** START OF Raw data **

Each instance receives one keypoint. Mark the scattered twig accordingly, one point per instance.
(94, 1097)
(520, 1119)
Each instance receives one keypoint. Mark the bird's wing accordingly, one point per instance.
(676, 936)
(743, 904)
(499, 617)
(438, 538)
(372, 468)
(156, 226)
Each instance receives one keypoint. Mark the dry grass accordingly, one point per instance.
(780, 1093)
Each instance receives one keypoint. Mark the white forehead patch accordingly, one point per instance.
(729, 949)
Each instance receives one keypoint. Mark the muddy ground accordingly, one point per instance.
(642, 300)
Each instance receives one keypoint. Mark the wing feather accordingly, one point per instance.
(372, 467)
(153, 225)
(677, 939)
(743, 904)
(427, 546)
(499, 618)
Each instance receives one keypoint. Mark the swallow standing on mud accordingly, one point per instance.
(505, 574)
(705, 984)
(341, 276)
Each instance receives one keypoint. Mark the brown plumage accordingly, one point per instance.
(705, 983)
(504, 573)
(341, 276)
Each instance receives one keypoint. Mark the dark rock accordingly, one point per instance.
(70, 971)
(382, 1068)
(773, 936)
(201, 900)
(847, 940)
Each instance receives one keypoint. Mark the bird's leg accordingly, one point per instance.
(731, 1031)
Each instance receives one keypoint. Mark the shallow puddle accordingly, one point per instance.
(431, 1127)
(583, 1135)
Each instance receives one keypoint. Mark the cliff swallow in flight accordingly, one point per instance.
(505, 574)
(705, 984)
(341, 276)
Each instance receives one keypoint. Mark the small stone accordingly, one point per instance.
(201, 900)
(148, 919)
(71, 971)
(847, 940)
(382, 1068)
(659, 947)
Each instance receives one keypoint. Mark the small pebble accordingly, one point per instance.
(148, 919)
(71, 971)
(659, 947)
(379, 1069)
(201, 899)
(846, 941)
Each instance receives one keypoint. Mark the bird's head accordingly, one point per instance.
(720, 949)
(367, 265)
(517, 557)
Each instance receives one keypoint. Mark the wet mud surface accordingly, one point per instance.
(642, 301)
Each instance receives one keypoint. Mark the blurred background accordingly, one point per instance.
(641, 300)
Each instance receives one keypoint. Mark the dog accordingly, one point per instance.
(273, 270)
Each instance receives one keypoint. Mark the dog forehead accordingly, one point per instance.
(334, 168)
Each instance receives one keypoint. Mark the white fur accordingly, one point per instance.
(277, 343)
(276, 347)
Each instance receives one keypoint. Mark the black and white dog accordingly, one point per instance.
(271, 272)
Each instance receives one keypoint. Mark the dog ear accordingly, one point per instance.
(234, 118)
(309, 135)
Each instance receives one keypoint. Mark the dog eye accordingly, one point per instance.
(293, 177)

** END OF Raw data **

- _Directive_: Copy the listing from the line containing "Each instance receives one keypoint. Mark the white fur" through the end, and shift every point coordinate in it by adding 15 to each number.

- _Exercise result_:
Each instance receives one keypoint. Mark the white fur accordingly, one point per instance.
(292, 358)
(291, 362)
Each instance receives one keypoint. Mark the black and white dog accordingly, one point per instance.
(286, 287)
Each instance receives one keypoint. Mark the dog ear accordingly, one point per instance.
(249, 133)
(324, 150)
Each instance receives one keypoint. Mark the dog eye accordingly, one point per instance.
(308, 192)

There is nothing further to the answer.